* begin Dataset rows *

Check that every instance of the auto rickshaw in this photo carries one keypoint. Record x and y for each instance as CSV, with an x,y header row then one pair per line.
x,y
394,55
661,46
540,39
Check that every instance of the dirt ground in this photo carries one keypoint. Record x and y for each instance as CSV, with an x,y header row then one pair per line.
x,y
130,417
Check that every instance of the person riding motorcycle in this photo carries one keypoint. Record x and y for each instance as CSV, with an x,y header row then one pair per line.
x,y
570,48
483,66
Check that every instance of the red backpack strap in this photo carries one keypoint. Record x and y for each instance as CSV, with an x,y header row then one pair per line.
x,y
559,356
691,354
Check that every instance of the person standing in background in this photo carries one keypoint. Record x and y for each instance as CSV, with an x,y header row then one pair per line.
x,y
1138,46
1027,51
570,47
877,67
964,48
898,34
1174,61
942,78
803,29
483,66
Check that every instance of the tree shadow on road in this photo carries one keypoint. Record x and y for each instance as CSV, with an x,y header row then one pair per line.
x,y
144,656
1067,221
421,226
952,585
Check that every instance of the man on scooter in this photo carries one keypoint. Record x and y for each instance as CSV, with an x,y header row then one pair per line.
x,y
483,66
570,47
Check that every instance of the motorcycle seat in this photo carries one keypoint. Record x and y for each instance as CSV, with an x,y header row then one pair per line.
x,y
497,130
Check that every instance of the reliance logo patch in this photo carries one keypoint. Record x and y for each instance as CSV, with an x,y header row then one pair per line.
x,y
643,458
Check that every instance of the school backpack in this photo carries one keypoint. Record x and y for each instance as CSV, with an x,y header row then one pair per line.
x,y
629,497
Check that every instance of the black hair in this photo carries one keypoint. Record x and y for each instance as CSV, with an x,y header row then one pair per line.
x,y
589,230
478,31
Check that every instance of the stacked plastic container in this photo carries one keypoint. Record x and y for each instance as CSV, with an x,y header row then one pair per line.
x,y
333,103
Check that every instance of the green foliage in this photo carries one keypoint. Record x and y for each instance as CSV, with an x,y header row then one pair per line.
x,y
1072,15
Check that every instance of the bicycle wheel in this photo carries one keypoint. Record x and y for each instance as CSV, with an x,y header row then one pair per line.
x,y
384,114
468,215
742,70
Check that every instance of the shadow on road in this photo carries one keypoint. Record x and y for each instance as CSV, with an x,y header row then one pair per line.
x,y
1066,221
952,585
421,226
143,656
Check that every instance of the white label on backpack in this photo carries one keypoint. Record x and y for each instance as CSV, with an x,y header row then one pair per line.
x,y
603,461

* end Dataset rows *

Render the lines from the one containing "Check that every instance of the bicycle" through the last line above, inclusive, as a Markdown table with the columns Index and Text. Give each line its own numbered row and omit blank lines.

| Index | Text |
|---|---|
| 1 | Check that every instance of the bicycle wheel in this photo carries one keypoint. Record x and y for each instance as CSV, with an x,y header row then one pair per line. |
| 2 | x,y |
| 3 | 384,114 |
| 4 | 468,215 |
| 5 | 742,70 |
| 6 | Check that every instance of the shadow on road in this photo carries one keypoint. Record x and y for each instance as CSV, with an x,y header row then one pair per line. |
| 7 | x,y |
| 8 | 1066,221 |
| 9 | 952,585 |
| 10 | 421,226 |
| 11 | 143,656 |
| 12 | Check that every instance of the white label on backpack in this photo carries one keypoint. Record x and y for each instance as CSV, with an x,y header row then one pair per line. |
| 13 | x,y |
| 14 | 603,461 |